• [EXCERPTED PASSAGE]:
This function saves a PySpark DataFrame to S3 in CSV format. By coalescing the DataFrame into a single partition before saving, it accomplishes two main objectives:

Single Part File: The output is a single CSV file rather than multiple part files. This method reduces complexity and cuts through the clutter of multi-part files, offering users and systems a more cohesive and hassle-free experience.
Preserving Row Order: Coalescing into a single partition maintains the order of rows as they appear in the DataFrame. This is essential when the row order matters for subsequent processing or analysis. It's important to note, however, that coalescing can have performance implications for very large DataFrames by concentrating all data processing on a single node.

• [ROWS]:
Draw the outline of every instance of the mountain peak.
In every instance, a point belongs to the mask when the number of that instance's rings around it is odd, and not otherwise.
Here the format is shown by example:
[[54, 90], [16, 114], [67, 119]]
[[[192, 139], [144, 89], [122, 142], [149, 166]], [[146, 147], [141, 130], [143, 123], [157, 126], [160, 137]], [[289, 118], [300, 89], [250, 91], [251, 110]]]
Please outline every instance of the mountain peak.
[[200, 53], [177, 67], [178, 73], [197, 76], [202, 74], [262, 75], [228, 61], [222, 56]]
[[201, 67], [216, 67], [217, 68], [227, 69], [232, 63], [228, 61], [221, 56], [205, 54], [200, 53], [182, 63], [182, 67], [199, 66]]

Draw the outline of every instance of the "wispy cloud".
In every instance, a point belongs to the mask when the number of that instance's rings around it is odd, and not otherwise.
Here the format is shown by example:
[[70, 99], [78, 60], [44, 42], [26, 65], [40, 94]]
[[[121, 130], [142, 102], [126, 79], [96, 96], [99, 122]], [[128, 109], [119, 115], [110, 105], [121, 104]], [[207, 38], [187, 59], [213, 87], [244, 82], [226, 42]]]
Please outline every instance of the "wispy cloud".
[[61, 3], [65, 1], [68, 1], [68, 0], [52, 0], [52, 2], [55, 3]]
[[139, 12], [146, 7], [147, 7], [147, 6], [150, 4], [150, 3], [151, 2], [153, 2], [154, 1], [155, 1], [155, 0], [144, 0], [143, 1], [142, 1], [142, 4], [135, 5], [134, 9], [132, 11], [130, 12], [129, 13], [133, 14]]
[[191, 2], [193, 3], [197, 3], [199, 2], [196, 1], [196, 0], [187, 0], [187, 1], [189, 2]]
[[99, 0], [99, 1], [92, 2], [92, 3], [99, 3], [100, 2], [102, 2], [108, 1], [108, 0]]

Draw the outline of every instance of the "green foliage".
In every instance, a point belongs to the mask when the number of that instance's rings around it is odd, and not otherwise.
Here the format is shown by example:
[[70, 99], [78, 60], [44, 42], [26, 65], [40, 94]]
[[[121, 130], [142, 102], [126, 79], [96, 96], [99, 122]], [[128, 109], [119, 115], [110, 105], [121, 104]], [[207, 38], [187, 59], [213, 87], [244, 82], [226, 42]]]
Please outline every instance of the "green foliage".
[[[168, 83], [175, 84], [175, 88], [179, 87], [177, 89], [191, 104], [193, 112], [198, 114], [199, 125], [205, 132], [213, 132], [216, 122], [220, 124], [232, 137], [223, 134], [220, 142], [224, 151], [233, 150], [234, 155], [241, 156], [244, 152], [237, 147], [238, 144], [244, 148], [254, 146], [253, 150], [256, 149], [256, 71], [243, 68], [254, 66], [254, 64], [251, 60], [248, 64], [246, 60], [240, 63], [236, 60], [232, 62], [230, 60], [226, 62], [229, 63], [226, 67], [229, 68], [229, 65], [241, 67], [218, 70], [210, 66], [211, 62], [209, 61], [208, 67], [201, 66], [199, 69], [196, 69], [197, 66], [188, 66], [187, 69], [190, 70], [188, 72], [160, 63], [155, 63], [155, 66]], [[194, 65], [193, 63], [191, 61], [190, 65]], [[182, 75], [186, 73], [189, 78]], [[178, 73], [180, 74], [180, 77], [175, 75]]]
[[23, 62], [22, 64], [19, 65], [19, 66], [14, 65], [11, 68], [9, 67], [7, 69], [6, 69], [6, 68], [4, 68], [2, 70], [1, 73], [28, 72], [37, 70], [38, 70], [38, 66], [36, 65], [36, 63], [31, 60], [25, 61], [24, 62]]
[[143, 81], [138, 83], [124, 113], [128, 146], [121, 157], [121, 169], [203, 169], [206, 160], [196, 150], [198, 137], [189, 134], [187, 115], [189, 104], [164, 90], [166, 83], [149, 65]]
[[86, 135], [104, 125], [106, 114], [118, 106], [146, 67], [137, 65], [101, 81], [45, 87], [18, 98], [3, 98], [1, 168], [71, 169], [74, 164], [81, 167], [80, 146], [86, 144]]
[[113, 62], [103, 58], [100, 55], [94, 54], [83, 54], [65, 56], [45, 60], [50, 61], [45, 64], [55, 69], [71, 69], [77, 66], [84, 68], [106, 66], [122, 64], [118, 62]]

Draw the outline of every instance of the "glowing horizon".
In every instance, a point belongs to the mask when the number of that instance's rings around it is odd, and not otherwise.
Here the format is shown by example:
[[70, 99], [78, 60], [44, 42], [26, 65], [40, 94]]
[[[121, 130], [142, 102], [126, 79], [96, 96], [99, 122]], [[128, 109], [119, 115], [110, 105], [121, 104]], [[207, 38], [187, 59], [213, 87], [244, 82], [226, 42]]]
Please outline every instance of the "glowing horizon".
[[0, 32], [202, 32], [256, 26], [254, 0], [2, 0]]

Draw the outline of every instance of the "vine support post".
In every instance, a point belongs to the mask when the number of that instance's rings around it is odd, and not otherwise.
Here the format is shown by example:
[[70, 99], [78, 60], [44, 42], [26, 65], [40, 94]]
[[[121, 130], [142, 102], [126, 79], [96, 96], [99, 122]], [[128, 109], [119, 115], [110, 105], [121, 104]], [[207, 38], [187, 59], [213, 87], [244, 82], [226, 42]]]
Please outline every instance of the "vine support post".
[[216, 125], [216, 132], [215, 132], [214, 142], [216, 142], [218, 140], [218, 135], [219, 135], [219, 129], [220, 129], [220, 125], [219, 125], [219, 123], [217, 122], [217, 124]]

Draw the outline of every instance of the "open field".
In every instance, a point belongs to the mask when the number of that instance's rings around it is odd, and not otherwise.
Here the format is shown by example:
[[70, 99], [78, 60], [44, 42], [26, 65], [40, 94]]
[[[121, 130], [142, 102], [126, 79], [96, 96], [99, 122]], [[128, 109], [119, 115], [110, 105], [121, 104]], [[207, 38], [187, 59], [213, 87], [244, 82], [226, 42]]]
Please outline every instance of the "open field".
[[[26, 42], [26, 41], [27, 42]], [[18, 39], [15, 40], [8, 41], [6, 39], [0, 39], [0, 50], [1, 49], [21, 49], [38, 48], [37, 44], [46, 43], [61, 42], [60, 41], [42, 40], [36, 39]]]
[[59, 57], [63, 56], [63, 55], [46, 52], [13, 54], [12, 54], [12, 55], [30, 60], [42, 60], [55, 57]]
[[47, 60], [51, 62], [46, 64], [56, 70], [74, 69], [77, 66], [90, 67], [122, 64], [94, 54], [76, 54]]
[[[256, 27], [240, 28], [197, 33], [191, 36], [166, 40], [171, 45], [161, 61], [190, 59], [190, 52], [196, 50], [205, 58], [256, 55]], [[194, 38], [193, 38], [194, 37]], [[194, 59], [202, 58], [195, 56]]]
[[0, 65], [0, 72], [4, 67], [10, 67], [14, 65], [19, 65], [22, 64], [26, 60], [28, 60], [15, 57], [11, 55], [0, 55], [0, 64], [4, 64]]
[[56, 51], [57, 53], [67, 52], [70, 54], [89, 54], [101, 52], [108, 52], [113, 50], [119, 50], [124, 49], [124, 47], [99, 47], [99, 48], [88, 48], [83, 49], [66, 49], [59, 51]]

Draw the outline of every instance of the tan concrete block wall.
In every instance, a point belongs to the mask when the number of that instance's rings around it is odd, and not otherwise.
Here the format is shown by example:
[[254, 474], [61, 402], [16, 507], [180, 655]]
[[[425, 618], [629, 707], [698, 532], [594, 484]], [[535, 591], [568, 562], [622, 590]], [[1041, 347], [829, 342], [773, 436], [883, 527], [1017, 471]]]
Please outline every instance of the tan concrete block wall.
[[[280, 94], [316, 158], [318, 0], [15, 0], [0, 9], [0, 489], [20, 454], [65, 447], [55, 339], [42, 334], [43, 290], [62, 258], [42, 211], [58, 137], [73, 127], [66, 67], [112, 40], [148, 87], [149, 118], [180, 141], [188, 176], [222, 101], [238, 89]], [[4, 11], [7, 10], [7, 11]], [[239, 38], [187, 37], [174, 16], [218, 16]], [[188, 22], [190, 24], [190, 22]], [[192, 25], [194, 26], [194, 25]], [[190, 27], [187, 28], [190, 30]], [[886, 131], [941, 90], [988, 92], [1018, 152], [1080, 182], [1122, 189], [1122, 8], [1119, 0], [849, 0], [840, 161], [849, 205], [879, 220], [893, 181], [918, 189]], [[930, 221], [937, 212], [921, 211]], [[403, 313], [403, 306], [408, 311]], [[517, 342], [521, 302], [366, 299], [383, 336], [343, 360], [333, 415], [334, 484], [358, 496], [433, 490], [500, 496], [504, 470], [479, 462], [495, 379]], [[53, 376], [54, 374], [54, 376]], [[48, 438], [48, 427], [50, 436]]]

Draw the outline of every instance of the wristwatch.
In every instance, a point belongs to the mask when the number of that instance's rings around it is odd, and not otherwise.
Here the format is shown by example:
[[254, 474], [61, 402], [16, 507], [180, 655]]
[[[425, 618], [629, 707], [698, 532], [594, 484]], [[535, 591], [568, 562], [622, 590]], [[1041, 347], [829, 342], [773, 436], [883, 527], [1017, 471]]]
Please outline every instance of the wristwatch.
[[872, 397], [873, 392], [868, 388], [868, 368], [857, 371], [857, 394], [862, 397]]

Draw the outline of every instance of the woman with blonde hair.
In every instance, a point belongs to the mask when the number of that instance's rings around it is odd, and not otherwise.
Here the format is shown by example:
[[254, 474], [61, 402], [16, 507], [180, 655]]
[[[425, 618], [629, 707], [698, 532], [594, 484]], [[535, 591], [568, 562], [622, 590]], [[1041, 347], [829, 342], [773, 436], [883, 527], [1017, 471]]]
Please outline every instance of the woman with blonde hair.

• [EXERCISES]:
1) In the passage on saving a PySpark DataFrame to S3, why can coalescing affect performance for very large DataFrames?
2) Quote the passage on saving a PySpark DataFrame to S3, beginning at the words "This function saves" and stopping after "and hassle-free experience.".
3) Extend the passage on saving a PySpark DataFrame to S3 from the point where it stops.
The records were drawn from a separate source.

• [TASK-BY-TASK OUTPUTS]:
1) It concentrates all data processing on a single node.

2)
This function saves a PySpark DataFrame to S3 in CSV format. By coalescing the DataFrame into a single partition before saving, it accomplishes two main objectives:

Single Part File: The output is a single CSV file rather than multiple part files. This method reduces complexity and cuts through the clutter of multi-part files, offering users and systems a more cohesive and hassle-free experience.

3)
Parameters:

Name	Type	Description	Default
`df`	`DataFrame`	PySpark DataFrame to be saved.	required
`bucket_name`	`str`	The name of the S3 bucket where the CSV file should be saved.	required
`file_name`	`str`	Name of the CSV file. Must include the ".csv" extension.	required
`file_path`	`str`	S3 path where the CSV file should be saved.	required
`s3_client`	`client`	The boto3 S3 client instance.	required
`overwrite`	`bool`	If True, overwrite any existing file with the same name. If False and the file exists, the function will raise an error.	`True`

Raises:

Type	Description
`ValueError`	If the file_name does not end with ".csv".
`InvalidBucketNameError`	If the bucket name does not meet AWS specifications.
`InvalidS3FilePathError`	If the file_path contains an S3 URI scheme like 's3://' or 's3a://'.
`IOError`	If overwrite is False and the target file already exists.

Examples:

Saving to an S3 bucket:

# Assume `df` is a pre-defined PySpark DataFrame
file_name = "data_output.csv"
file_path = "data_folder/"
s3_client = boto3.client('s3')
save_csv_to_s3(
    df,
    'my-bucket',
    file_name,
    file_path,
    s3_client,
    overwrite=True
)

`write_and_read_hive_table(spark: SparkSession, df: SparkDF, table_name: str, database: str, filter_id: Union[int, str], filter_col: str = 'run_id', fill_missing_cols: bool = False) -> SparkDF`

Write a SparkDF to an existing Hive table and then read it back.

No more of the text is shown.